## WHAT THE TASK ASKS
Repeat everything from "India saw an" down to "4939Mt in 2024." in the coal demand report below, word for word.

## SOURCE
Global coal demand is due to grow by 0.5% year-on-year to reach record levels in 2025, according to the latest figures in the IEA’s annual market report.

Yet this will be reversed over the next couple of years, as a faster-than-expected expansion of renewables in key Asian nations and “structural declines” in Europe push coal demand down, the agency says.

While US coal demand is set to continue falling, the decline will be slower than expected last year, due to new federal government efforts to support the fuel. 

However, the IEA’s upward revision of an extra 38m tonnes (Mt) of US coal use in 2027 is dwarfed by an even larger 126Mt downward revision in China’s coal use.

‘Unusual trends’

Coal demand will reach 8,845Mt around the world in 2025. This is slightly (44Mt) higher than the IEA had forecast in its 2024 coal market report.

The agency notes some “unusual regional trends” impacting this growth, including a 37Mt year-on-year increase in US coal demand in 2025 to 516Mt. This is 59Mt (17%) higher than the IEA projected in 2024.

A new suite of measures under the Trump administration have supported the short-term use of coal, including the modernisation of existing coal plants and reopening shuttered ones.

EU coal use declined at a slower pace than expected due to lower wind and hydropower output, according to the IEA. Nevertheless, the bloc “continues its structural decline” in coal demand, driven by renewables expansion, carbon pricing and coal phaseout pledges.

India saw an unexpected dip in coal consumption in 2025, linked to a strong monsoon season that increased hydropower output and curbed electricity demand.

In China, which accounts for more than half of the world’s coal use, coal demand remained roughly unchanged between 2024 and 2025, the IEA says.

Demand drop

In its 2024 market report, the IEA projected a continued increase in global coal demand out to 2027. This was largely driven by China, which was on track to see its demand exceed 5,000Mt each year, up from 4939Mt in 2024.

In its latest forecast, the agency estimates that global coal demand will instead “plateau” in the coming years, “falling slightly by the end of the decade”.

Again, this is largely due to trends in China’s power sector, reflecting the “crowding-out” of coal from the grid by the nation’s “formidable renewables expansion” and “steady growth” of nuclear power.

(By contrast, last year clean-power sources were only expected to meet “most of” China’s rising electricity demand.)

The IEA estimates that China’s coal demand will drop to 4,879Mt by 2027 and continue falling to 4,772Mt by the end of the decade.

The global projection for 2027 is 149Mt (2%) lower than expected last year.

As the chart below shows, while US short-term coal demand is now expected to be higher than the IEA’s previous forecast, the drop in China more than makes up for this.

Coal demand, Mt, in China and the US, including IEA forecasts from the Coal 2024 and Coal 2025 reports (dotted lines).
Coal demand, Mt, in China and the US, including IEA forecasts from the Coal 2024 and Coal 2025 reports (dotted lines). Source: IEA, Carbon Brief analysis.

The projected dip in Chinese coal use is largely attributed to the “rapid expansion” of its renewable-energy capacity, the IEA notes. Renewables are soon set to provide a greater share of China’s electricity than coal, rising to 49% of generation by 2030, according to the report.

The Chinese government has set an ambition of peaking coal use before 2030. 

While the IEA’s data suggests this goal will be met, the agency stresses that several factors “could turn the slight drop into a small increase”.

These include higher electricity demand, an increase in coal-to-chemicals projects and fluctuations in renewable-energy output due to weather conditions and other factors.

Meanwhile, India remains a “key driver of global coal demand”, but the new report also downgrades estimates for the nation’s future coal growth. The IEA forecasts that Indian coal demand will be 1,383Mt in 2027 – 39Mt (3%) lower than last year’s forecast.

This comes as a growing share of India’s electricity mix is provided by low-carbon power sources, with coal’s share set to decline from 70% in 2025 to 60% by 2030, according to the IEA.

## RAW RECORDS
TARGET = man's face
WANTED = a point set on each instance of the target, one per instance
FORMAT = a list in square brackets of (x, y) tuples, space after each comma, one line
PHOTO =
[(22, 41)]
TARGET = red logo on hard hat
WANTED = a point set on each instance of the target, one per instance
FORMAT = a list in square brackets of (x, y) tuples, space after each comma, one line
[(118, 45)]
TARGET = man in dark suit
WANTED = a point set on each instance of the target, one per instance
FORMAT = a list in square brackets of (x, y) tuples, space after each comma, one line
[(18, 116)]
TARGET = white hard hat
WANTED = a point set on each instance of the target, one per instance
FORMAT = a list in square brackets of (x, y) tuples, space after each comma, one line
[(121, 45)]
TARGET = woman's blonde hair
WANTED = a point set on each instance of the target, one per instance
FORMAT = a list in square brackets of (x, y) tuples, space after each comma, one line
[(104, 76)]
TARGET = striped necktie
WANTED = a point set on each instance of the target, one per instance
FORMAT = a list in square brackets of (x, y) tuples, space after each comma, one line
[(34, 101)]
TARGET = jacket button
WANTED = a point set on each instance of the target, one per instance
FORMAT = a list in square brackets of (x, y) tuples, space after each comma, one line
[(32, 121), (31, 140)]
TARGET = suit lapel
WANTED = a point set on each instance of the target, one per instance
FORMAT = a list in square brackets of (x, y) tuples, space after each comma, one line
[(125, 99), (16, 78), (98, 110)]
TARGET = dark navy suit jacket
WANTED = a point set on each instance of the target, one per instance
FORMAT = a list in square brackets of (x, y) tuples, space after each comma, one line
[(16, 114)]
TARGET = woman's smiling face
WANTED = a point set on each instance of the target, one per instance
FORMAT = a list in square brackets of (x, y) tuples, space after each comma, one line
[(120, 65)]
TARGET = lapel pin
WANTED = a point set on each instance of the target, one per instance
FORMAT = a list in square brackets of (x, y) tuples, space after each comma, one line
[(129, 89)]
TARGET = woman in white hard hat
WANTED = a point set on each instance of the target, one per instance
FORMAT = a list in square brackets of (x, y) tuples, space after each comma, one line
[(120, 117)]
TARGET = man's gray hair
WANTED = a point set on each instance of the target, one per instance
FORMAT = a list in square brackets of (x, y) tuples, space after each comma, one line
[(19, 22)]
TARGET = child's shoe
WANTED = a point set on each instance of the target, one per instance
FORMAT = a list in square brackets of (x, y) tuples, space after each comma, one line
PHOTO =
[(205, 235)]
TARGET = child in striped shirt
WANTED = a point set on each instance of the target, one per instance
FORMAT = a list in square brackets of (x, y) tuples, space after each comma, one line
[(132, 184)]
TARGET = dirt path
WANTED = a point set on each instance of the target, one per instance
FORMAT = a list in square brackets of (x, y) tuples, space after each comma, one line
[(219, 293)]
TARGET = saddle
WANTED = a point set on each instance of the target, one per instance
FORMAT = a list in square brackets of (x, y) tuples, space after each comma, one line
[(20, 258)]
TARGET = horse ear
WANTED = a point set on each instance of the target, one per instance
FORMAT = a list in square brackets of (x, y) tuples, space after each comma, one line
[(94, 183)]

## ANSWER TO THE PROBLEM
India saw an unexpected dip in coal consumption in 2025, linked to a strong monsoon season that increased hydropower output and curbed electricity demand.

In China, which accounts for more than half of the world’s coal use, coal demand remained roughly unchanged between 2024 and 2025, the IEA says.

Demand drop

In its 2024 market report, the IEA projected a continued increase in global coal demand out to 2027. This was largely driven by China, which was on track to see its demand exceed 5,000Mt each year, up from 4939Mt in 2024.